= Selected excerpt =

● ● ●

Jackie’s body was a temple of God, an instrument of peace. We would watch him disappear into nothingness and stand back as spectators, and watch the suffering from afar.

The mercy of God intercepted this process Tuesday and permitted him to steal away home, where referees are out of place, and only the supreme judge of the universe speaks.”

— Jesse Jackson, eulogy at Jackie Robinson’s funeral, October 27, 1972

Underground Baseball

By the 1930s, harbingers of integration were appearing even in the small-town Midwest. North Dakota, of all places, became a hotbed for integrated semipro baseball, attracting some of the best talent, black and white, in North America. The integrated 1935 Bismarck, N.D., team assembled what might have been the best pitching staff in the world, featuring two Hall of Famers (Satchel Paige and Hilton Smith). In 1934, the Jamestown, N.D., club hired Ted “Double Duty” Radcliffe as the first African-American manager of an integrated team in the United States. The Denver Post sponsored a semipro tournament that featured black, white, and integrated teams in the early 1930s, as did the National Baseball Congress in Wichita.

Independent baseball wasn’t confined to small towns. Even large urban areas such as Chicago, Philadelphia, and New York, all of which hosted multiple major league teams, also supported thriving semipro scenes. Baseball was an unavoidable presence in everyday life: newspapers filled pages with box scores from games between business-sponsored teams, weekend amateur leagues, high school games, even company intramural leagues.

The best semipro teams reached a high level of competition, sometimes featuring current major leaguers playing in disguise or under pseudonyms. In 1918, Jeff Tesreau, one of the New York Giants’ best pitchers, abruptly quit to join the semipro ranks, arguing he could make more money playing ball outside the majors. Chicago White Sox pitcher Nixey Callahan quit midcareer to found a semipro team, the Logan Squares, which became an institution for decades afterward.

Urban white semipros are often overlooked, even by Negro League historians, but they formed a crucial part of the interracial milieu of black baseball and early twentieth-century popular entertainment. In the 1910s and 1920s, the Chicago American Giants often played the semipro clubs in the Chicago City League, which frequently featured current and former major leaguers. Black teams even occasionally competed in (and won) the City League. The American Giants’ games against the Logan Squares, Pyotts, West Ends, Gunthers, and other white semipro outfits were among their best-attended and most lucrative dates, leading the Chicago Defender to worry in 1919 that the team “depended on the other race altogether.”

● ● ●

= Source data =
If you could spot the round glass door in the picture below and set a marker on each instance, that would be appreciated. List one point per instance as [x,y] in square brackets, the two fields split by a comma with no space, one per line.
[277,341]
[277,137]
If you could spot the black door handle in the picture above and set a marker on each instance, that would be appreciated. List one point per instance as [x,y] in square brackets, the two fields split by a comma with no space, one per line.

● ● ●

= Set problem 1 =
Translate this sentence from the semipro baseball passage into Spanish: "Independent baseball wasn’t confined to small towns."
= Set problem 2 =
Copy everything from "The best semipro" down to "for decades afterward." in the semipro baseball passage.
Rely only on the semipro baseball passage.

= Final answer 1 =
El béisbol independiente no se limitaba a los pueblos pequeños.

= Final answer 2 =
The best semipro teams reached a high level of competition, sometimes featuring current major leaguers playing in disguise or under pseudonyms. In 1918, Jeff Tesreau, one of the New York Giants’ best pitchers, abruptly quit to join the semipro ranks, arguing he could make more money playing ball outside the majors. Chicago White Sox pitcher Nixey Callahan quit midcareer to found a semipro team, the Logan Squares, which became an institution for decades afterward.